The design - This worked well and I'm really proud of what I've made. I've never finished a project before (6 started!) and I really didn't feel confident in making it look good. My tutor Andrew helped me a lot with this. We looked at a Macbook together and he helped me de-construct a little what they had done. I'd never before noticed the chamfer at the bottom, the 4 little feet, the subtle line between lid and base when closed, the shape of the cut-outs or any other details like that. Andrew recommended to use wood filler on the 3d prints so that I could sand, prime and paint them and the whole model would have a single aesthetic. This proved to be a really good move and it came out looking awesome.
The skateboard tricks - I think you'd maybe need to be a skater to fully appreciate how accurately the skateboarder moves on some sections of the model. For example, he will turn 90 degree before sliding on a rail and the speed will reduce by about half during the slide, which is exactly what would happen in real life. On the ramps, he will slow down slightly as he goes up, then slide along a little bit and then there is small delay before coming back down. This is just what its like when you're skating a ramp. I think the motion is fun and accurate but probably a little nuanced to be appreciated unless you're really into skateboarding.
The electronics and the programming - I need to include this because I overcame so many problems. I've blown several motor drivers, 2 motors, 5 arduino nano clones, 1 esp32 chip, 1 potentiometer and probably some others components I forget. I've had a 4 month conveyer belt of confusing and stressful problems to overcome but I got there in the end. Everything is working with a reliable movement and I'm yet to start a fire. I'm happy with that!

**WRITTEN EXERCISE 1:**
From the skateboard model write-up, output the passage between "The skateboard tricks" and "really into skateboarding.", inclusive, word for word.
**WRITTEN EXERCISE 2:**
In the skateboard model write-up, how much does the skateboarder's speed drop while sliding on a rail?

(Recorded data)
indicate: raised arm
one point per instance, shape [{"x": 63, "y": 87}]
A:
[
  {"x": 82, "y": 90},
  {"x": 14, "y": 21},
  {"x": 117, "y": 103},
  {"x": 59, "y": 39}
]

**EXERCISE RESULT 1:**
The skateboard tricks - I think you'd maybe need to be a skater to fully appreciate how accurately the skateboarder moves on some sections of the model. For example, he will turn 90 degree before sliding on a rail and the speed will reduce by about half during the slide, which is exactly what would happen in real life. On the ramps, he will slow down slightly as he goes up, then slide along a little bit and then there is small delay before coming back down. This is just what its like when you're skating a ramp. I think the motion is fun and accurate but probably a little nuanced to be appreciated unless you're really into skateboarding.

**EXERCISE RESULT 2:**
It drops by about half.